> _Text_:
####################
We see nothing wrong in women claiming constitutional entitlement in “appointed positions” because it is either they have already proved themselves, or talent is not a determinant criterion for the post. The situation looks different when it comes to “elective positions”. The idea of election opens the position to democratic transparency and fair competition where talent, not gender, must prevail.

Once that is accepted, we must also accept that no constitution can legislate for merit or talent. All things being equal (they rarely are), which is what we all aspire to as society, we don’t want do “demarcate” examinations for our boys and girls.

The girl child must enjoy the pride of being able, talented, capable, equal, not a beneficiary of a benevolent society feeling pity for her being female.

Unfortunately, we read in Honourable Majome’s statement a plea that women are a special case. Worst of all, at national level where the aim should be to deploy our best brains because being a Member of Parliament should not be about making the numbers. It should not be about gender. It should go beyond form to substance, content.

Women have a chance to prove themselves at party level before they seek to parade themselves on the national stage to plead for special consideration because they are women.

Political parties are voluntary organisations; if party D doesn’t meet one’s expectations, one is free to move on and join party Z or to found their own.

No such luxury at national level. We cannot have in democracy laws which say a man cannot contest an election in a particular constituency where ordinarily he would qualify, merely because that constituency has been demarcated, designated or reserved for a woman — her sole qualification being that she was born female. The man disqualified for being born male.

A fine way to entrench gender discrimination. I think women can do better than that!

We earlier alluded to things rarely being equal or fair. The relevant Section 17 of the Constitution is illuminating and gender activists need to read it closely because it does address the practical side of this debate about women representation, that is Parliament. This is what we are referring to:

“The State must take positive measures to rectify gender discrimination and imbalances resulting from past practices and policies.”

Society, or the home environment in particular, tends to place a disproportionate burden on the girl child. That might explain the phenomenon where society appreciatively asserts that girls mature faster than boys.

It is because they are expected at an early age to run and manage the kitchen, regardless of whether the parents are there or not. Mentally, the girl is being prepared to be a mother and therefore, should know where all the tools of the kitchen are, and be able to cook.
####################
> _Given records_:
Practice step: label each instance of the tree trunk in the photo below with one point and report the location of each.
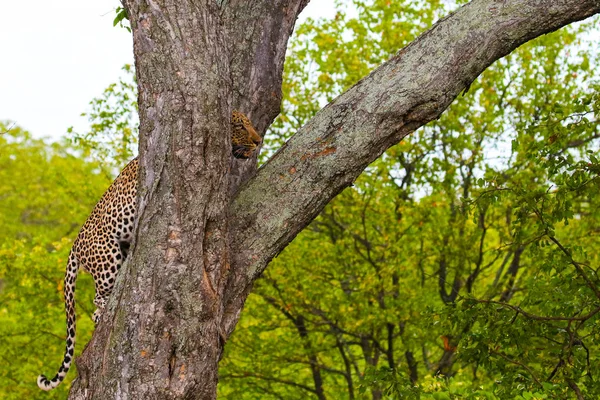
(200, 245)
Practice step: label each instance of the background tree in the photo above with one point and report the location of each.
(343, 299)
(179, 117)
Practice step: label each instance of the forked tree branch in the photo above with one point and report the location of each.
(411, 89)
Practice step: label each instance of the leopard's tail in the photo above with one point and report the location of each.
(69, 291)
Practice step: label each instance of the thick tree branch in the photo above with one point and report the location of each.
(411, 89)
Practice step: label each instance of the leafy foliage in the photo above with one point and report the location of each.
(46, 192)
(463, 263)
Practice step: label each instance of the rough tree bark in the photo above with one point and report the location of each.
(206, 231)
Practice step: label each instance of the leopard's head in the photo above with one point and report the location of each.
(244, 139)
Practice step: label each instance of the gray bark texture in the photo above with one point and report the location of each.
(208, 225)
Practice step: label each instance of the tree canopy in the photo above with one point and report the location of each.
(461, 264)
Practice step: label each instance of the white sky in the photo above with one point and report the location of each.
(56, 56)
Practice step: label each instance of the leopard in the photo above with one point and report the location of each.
(103, 242)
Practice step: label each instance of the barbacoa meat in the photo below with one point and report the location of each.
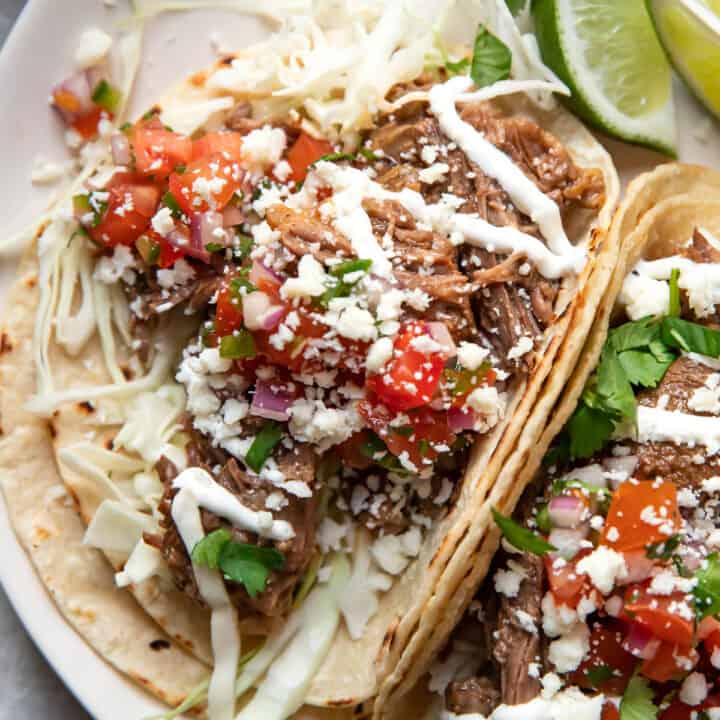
(296, 464)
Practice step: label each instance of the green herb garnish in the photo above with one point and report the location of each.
(263, 445)
(238, 345)
(520, 537)
(106, 96)
(248, 565)
(637, 702)
(491, 58)
(707, 590)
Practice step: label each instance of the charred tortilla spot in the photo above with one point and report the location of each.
(159, 644)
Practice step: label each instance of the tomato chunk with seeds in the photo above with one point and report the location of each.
(670, 618)
(206, 183)
(129, 209)
(227, 143)
(158, 151)
(641, 514)
(412, 376)
(305, 151)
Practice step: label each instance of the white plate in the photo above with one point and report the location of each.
(39, 53)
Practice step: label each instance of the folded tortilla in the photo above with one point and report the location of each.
(660, 211)
(124, 626)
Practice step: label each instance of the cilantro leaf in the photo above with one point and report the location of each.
(675, 308)
(643, 368)
(263, 445)
(249, 565)
(690, 336)
(207, 551)
(491, 58)
(707, 590)
(637, 702)
(520, 537)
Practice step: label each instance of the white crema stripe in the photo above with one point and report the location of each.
(656, 425)
(526, 196)
(215, 498)
(224, 633)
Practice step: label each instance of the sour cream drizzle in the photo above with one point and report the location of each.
(351, 186)
(493, 162)
(224, 632)
(656, 425)
(215, 498)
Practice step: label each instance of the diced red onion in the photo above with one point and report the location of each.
(566, 511)
(120, 146)
(459, 419)
(262, 276)
(270, 404)
(440, 334)
(640, 642)
(568, 541)
(232, 215)
(78, 86)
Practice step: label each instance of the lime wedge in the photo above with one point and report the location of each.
(608, 54)
(690, 32)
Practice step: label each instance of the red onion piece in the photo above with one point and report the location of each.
(459, 419)
(568, 541)
(263, 277)
(120, 146)
(566, 511)
(441, 335)
(273, 317)
(232, 215)
(640, 642)
(72, 98)
(270, 404)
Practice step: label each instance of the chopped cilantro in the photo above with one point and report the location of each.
(238, 345)
(242, 563)
(690, 336)
(675, 308)
(170, 201)
(637, 702)
(106, 96)
(707, 590)
(491, 58)
(263, 445)
(520, 537)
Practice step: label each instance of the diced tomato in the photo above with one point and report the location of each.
(419, 437)
(228, 313)
(566, 584)
(227, 142)
(606, 653)
(641, 514)
(130, 207)
(220, 177)
(86, 125)
(412, 377)
(158, 151)
(660, 614)
(305, 151)
(671, 662)
(610, 711)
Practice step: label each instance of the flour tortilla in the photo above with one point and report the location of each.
(659, 212)
(352, 670)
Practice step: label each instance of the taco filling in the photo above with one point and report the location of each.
(605, 598)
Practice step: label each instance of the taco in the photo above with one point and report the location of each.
(604, 600)
(284, 341)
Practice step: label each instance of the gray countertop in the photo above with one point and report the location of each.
(29, 688)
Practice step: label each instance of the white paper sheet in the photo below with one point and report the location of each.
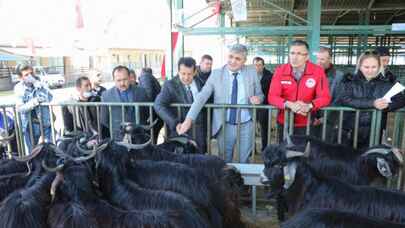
(397, 88)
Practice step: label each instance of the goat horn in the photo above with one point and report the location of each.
(96, 149)
(148, 127)
(180, 139)
(52, 169)
(384, 138)
(307, 151)
(17, 174)
(37, 150)
(7, 138)
(58, 179)
(135, 146)
(289, 141)
(398, 155)
(84, 151)
(293, 154)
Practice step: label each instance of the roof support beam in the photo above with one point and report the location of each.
(314, 35)
(285, 11)
(293, 30)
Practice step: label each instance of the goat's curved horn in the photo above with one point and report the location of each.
(84, 151)
(52, 169)
(307, 151)
(7, 138)
(384, 138)
(96, 149)
(148, 127)
(289, 141)
(398, 155)
(180, 139)
(55, 183)
(135, 146)
(37, 150)
(293, 154)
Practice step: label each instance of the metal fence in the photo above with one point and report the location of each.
(395, 126)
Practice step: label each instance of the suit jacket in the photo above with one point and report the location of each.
(150, 84)
(215, 85)
(112, 95)
(173, 91)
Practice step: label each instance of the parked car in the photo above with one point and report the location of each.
(52, 77)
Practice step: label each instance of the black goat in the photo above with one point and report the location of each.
(302, 187)
(317, 218)
(224, 180)
(376, 163)
(27, 208)
(121, 191)
(180, 145)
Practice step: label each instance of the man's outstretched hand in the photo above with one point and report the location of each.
(182, 128)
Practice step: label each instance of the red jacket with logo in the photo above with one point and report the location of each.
(313, 87)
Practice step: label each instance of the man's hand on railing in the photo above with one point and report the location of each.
(182, 128)
(381, 104)
(254, 100)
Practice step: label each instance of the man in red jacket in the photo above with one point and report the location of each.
(300, 86)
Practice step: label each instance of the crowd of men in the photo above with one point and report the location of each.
(300, 86)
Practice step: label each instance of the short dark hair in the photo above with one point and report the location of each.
(383, 51)
(206, 57)
(300, 43)
(258, 59)
(187, 61)
(120, 68)
(146, 70)
(131, 71)
(22, 67)
(326, 49)
(80, 81)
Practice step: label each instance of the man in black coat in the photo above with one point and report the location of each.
(182, 89)
(262, 114)
(387, 75)
(204, 69)
(123, 92)
(152, 87)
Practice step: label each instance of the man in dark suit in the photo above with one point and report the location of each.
(152, 87)
(204, 69)
(123, 92)
(182, 89)
(262, 114)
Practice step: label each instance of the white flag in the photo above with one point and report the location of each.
(239, 10)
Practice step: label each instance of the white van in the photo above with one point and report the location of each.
(53, 78)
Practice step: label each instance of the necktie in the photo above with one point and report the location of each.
(234, 98)
(189, 94)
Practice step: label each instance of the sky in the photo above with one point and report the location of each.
(121, 23)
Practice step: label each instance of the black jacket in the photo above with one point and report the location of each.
(150, 84)
(72, 115)
(173, 91)
(265, 83)
(359, 93)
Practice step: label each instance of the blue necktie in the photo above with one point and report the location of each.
(234, 98)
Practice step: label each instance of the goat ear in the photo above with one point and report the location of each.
(307, 151)
(289, 141)
(289, 174)
(384, 168)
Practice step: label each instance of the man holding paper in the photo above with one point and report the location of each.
(365, 90)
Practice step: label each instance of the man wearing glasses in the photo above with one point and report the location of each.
(300, 86)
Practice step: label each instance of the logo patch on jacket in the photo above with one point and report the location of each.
(310, 83)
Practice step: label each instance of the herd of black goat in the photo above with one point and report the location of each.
(85, 182)
(320, 185)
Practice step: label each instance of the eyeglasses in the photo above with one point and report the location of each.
(298, 53)
(371, 52)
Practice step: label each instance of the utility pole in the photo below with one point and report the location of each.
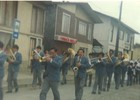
(118, 31)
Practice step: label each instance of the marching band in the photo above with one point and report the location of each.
(104, 65)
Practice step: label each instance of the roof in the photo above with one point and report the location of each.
(85, 6)
(137, 46)
(122, 25)
(96, 43)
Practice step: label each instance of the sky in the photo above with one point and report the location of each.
(130, 11)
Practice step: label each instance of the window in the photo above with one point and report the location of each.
(75, 29)
(37, 22)
(82, 28)
(128, 38)
(121, 35)
(8, 11)
(112, 32)
(85, 49)
(66, 23)
(90, 32)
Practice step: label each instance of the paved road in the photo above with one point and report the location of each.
(67, 93)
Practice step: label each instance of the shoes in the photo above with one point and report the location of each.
(9, 92)
(16, 90)
(93, 92)
(104, 89)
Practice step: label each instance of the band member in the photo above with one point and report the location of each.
(134, 72)
(81, 63)
(110, 69)
(99, 73)
(124, 70)
(129, 73)
(138, 73)
(90, 74)
(65, 67)
(37, 66)
(52, 76)
(118, 71)
(13, 69)
(2, 60)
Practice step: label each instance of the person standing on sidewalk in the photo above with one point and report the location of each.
(37, 66)
(118, 71)
(99, 74)
(82, 63)
(52, 75)
(110, 69)
(2, 60)
(13, 69)
(65, 66)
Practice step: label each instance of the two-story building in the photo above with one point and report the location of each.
(136, 52)
(48, 24)
(70, 25)
(31, 16)
(106, 34)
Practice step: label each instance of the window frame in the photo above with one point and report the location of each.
(62, 28)
(83, 33)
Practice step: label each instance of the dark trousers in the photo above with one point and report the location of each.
(79, 85)
(12, 80)
(129, 79)
(90, 79)
(117, 77)
(138, 77)
(1, 89)
(104, 86)
(64, 74)
(122, 78)
(97, 83)
(109, 77)
(36, 76)
(47, 84)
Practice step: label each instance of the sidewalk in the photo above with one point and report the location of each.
(25, 79)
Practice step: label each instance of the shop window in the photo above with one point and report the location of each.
(37, 21)
(66, 23)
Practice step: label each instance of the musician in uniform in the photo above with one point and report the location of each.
(65, 66)
(129, 73)
(13, 69)
(2, 60)
(138, 73)
(52, 75)
(99, 73)
(37, 66)
(81, 63)
(110, 69)
(89, 74)
(118, 71)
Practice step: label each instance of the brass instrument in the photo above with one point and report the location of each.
(38, 56)
(125, 60)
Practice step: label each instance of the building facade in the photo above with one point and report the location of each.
(106, 34)
(31, 16)
(69, 25)
(136, 52)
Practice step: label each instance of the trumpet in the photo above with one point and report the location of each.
(75, 68)
(38, 56)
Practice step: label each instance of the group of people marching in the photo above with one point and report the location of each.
(105, 68)
(14, 59)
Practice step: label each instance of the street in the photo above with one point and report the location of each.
(67, 93)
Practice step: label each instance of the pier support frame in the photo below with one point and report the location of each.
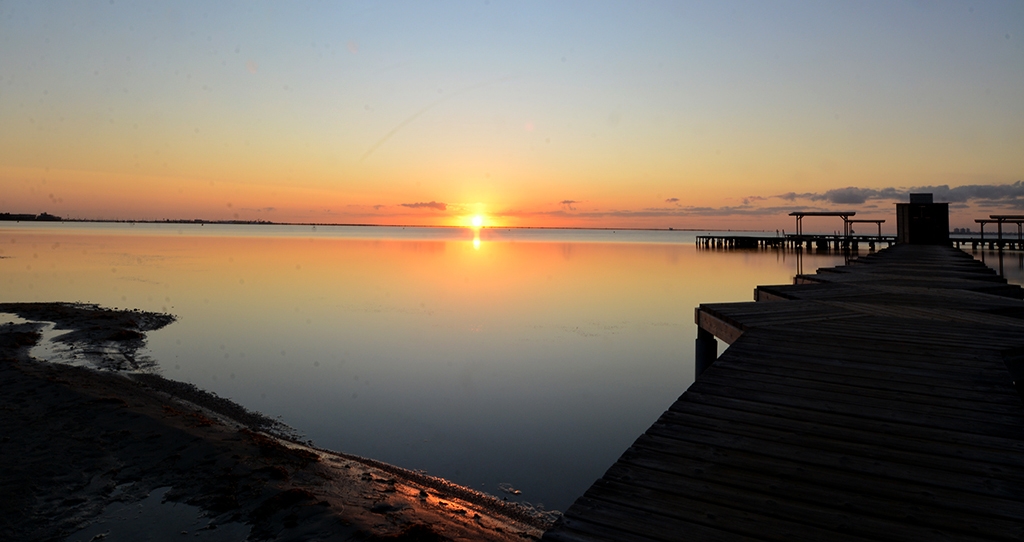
(707, 351)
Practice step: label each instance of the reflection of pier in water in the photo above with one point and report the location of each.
(871, 401)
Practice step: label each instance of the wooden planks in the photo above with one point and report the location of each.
(872, 402)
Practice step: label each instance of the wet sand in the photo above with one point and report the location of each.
(76, 440)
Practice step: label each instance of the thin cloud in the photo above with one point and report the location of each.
(426, 205)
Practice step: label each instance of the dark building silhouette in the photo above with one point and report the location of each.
(922, 221)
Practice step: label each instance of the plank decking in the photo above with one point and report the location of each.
(868, 402)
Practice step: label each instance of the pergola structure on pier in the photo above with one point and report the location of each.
(879, 222)
(845, 215)
(998, 219)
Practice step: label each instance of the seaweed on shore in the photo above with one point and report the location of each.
(105, 337)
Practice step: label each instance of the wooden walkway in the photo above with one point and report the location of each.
(810, 241)
(868, 402)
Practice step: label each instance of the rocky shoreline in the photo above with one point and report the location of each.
(77, 440)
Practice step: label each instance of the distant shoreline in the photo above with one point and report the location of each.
(179, 221)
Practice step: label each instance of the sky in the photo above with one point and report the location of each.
(702, 115)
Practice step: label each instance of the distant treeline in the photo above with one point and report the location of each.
(44, 217)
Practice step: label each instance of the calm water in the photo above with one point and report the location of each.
(528, 358)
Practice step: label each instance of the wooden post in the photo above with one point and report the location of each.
(707, 351)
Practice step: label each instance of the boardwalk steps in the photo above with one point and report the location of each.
(873, 401)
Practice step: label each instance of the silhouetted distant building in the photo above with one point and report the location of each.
(923, 221)
(29, 217)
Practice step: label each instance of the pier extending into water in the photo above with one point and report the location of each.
(808, 241)
(872, 401)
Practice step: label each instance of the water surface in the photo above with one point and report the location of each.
(525, 358)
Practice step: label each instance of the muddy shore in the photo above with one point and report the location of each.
(76, 440)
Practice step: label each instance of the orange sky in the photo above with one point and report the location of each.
(698, 116)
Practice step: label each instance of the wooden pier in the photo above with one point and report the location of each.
(810, 241)
(873, 401)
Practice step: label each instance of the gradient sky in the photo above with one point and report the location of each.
(653, 115)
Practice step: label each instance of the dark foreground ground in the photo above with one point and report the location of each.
(75, 442)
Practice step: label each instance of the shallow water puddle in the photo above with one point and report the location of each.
(155, 519)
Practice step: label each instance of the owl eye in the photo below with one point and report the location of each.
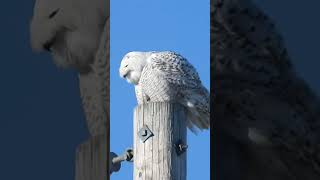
(54, 13)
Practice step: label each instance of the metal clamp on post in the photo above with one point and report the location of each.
(115, 160)
(180, 147)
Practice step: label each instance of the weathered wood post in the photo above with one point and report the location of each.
(92, 156)
(159, 141)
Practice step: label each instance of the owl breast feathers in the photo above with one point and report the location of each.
(169, 77)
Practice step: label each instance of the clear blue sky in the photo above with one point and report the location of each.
(182, 26)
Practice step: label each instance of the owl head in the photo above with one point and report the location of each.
(132, 65)
(69, 29)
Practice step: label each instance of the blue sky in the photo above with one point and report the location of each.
(144, 25)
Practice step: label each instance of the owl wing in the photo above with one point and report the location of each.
(258, 98)
(172, 78)
(244, 19)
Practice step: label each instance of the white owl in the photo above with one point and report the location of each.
(266, 111)
(76, 33)
(168, 77)
(69, 29)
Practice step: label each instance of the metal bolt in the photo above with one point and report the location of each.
(180, 147)
(115, 163)
(144, 132)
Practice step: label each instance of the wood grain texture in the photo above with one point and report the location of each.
(91, 158)
(156, 158)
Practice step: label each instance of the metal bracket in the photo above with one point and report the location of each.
(180, 147)
(145, 133)
(115, 163)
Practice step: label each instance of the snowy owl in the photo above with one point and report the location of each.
(76, 33)
(269, 114)
(167, 76)
(69, 29)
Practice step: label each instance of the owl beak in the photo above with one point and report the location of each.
(48, 45)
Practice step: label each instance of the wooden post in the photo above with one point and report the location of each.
(157, 157)
(91, 158)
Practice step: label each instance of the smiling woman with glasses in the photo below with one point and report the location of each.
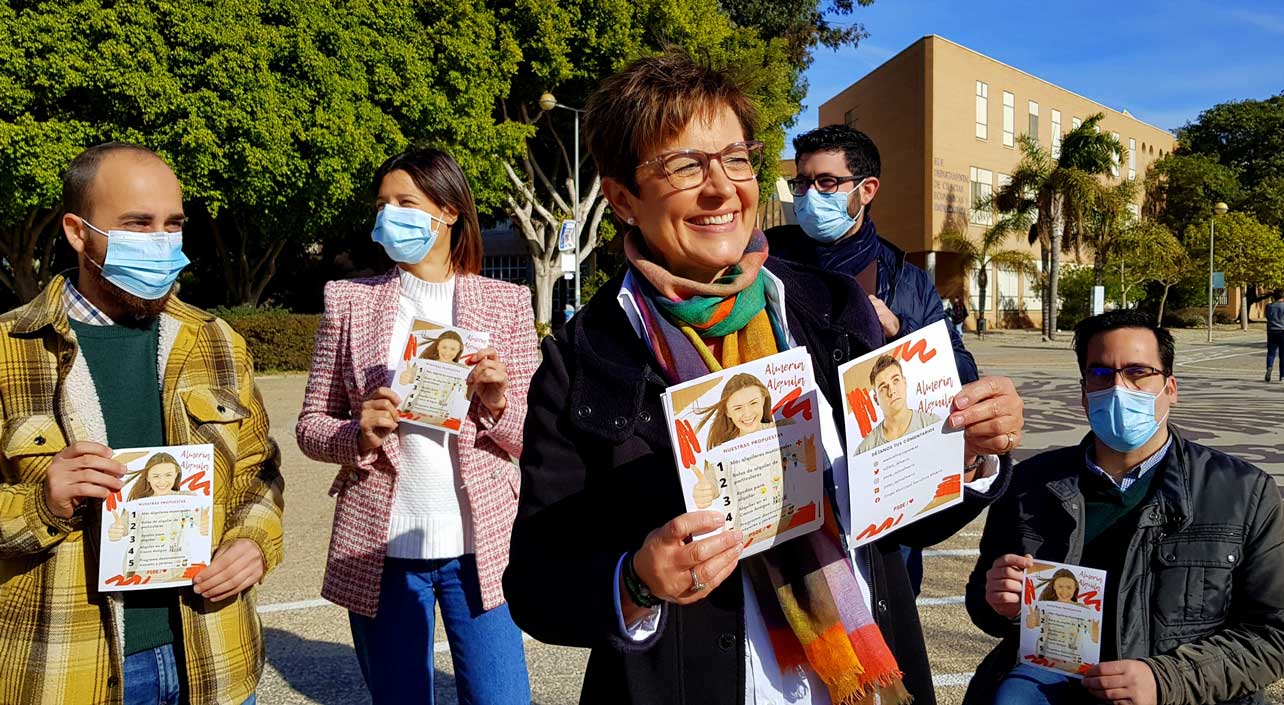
(604, 552)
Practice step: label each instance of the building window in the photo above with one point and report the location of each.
(1009, 108)
(1115, 158)
(514, 269)
(1056, 134)
(982, 109)
(982, 185)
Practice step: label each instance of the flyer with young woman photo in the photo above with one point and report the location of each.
(903, 461)
(747, 443)
(1061, 618)
(156, 530)
(432, 375)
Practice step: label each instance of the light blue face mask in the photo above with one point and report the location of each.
(141, 263)
(1121, 417)
(824, 216)
(406, 234)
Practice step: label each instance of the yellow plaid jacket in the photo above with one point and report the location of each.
(60, 640)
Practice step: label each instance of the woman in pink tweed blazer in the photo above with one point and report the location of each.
(459, 493)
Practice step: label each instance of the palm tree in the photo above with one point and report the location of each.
(1048, 190)
(986, 252)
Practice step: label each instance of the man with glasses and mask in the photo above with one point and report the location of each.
(1192, 542)
(833, 193)
(107, 357)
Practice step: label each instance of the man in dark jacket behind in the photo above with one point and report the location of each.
(1192, 542)
(836, 182)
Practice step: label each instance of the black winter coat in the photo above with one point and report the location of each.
(598, 475)
(1201, 597)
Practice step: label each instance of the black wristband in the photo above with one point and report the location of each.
(637, 590)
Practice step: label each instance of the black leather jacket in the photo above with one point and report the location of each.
(1201, 596)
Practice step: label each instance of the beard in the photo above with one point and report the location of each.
(138, 310)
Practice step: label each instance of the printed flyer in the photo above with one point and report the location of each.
(1061, 618)
(903, 462)
(156, 529)
(432, 375)
(747, 443)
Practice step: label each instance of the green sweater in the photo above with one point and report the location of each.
(122, 361)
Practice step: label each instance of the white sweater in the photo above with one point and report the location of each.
(430, 516)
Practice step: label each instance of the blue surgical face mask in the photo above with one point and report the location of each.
(824, 216)
(1121, 417)
(406, 234)
(141, 263)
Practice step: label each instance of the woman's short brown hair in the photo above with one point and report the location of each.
(650, 103)
(439, 176)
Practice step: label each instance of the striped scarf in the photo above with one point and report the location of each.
(806, 588)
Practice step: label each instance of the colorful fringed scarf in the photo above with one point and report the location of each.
(812, 604)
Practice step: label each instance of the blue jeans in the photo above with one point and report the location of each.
(152, 678)
(1274, 347)
(1027, 685)
(396, 647)
(913, 559)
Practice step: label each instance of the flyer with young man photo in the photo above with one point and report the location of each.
(747, 443)
(904, 462)
(156, 530)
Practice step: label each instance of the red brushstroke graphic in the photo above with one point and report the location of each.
(918, 348)
(792, 406)
(197, 483)
(687, 442)
(875, 529)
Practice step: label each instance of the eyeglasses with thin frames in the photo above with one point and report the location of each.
(1098, 376)
(823, 184)
(688, 168)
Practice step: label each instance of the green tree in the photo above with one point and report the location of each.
(1248, 138)
(1181, 189)
(1048, 191)
(1249, 253)
(274, 113)
(986, 252)
(568, 46)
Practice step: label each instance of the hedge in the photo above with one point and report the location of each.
(280, 340)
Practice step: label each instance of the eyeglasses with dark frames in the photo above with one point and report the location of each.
(687, 168)
(823, 184)
(1098, 376)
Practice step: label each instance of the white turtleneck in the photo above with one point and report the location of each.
(430, 516)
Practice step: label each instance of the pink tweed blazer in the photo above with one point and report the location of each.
(349, 362)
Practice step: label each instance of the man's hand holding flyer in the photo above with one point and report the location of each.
(904, 464)
(747, 443)
(157, 529)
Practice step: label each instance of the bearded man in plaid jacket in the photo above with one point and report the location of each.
(104, 357)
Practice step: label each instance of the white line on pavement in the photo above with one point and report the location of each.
(288, 606)
(950, 552)
(950, 679)
(940, 601)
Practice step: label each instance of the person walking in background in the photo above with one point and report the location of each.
(423, 518)
(1275, 335)
(108, 357)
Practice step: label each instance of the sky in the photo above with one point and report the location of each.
(1162, 62)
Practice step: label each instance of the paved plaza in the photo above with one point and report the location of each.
(1223, 402)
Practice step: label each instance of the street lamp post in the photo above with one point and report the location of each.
(1219, 209)
(547, 103)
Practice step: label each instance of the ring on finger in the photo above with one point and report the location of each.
(696, 586)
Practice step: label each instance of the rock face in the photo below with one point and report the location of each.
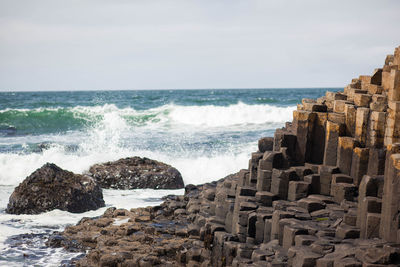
(136, 172)
(325, 191)
(51, 187)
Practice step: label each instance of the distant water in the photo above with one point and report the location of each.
(205, 134)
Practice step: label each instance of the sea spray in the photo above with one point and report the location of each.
(205, 134)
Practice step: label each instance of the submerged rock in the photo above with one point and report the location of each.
(136, 172)
(51, 187)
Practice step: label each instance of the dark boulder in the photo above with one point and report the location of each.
(136, 172)
(51, 187)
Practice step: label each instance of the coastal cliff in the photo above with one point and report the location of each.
(324, 191)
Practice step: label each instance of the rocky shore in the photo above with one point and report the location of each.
(324, 191)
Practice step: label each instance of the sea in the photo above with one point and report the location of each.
(205, 134)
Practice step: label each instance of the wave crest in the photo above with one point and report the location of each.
(53, 120)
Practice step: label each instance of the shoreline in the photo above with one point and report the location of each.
(318, 193)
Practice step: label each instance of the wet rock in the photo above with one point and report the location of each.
(136, 172)
(51, 187)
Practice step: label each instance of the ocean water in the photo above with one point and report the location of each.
(205, 134)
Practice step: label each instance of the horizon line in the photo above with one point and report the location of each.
(169, 89)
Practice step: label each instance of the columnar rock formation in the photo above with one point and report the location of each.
(324, 191)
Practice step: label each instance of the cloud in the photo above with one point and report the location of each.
(85, 45)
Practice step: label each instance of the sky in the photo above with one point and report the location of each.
(173, 44)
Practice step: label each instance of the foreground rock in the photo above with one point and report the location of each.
(136, 172)
(51, 187)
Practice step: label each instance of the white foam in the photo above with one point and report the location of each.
(238, 114)
(207, 116)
####################
State whether each statement agrees with the text on women's representation, giving yes or no and quoting the words of the text that decide it. 1. The text finds nothing wrong with women claiming constitutional entitlement in appointed positions. 2. The text describes political parties as compulsory organisations. 3. The text says girls are expected at an early age to run and manage the kitchen.

1. Yes: "We see nothing wrong in women claiming constitutional entitlement in “appointed positions”"
2. No: "Political parties are voluntary organisations"
3. Yes: "they are expected at an early age to run and manage the kitchen"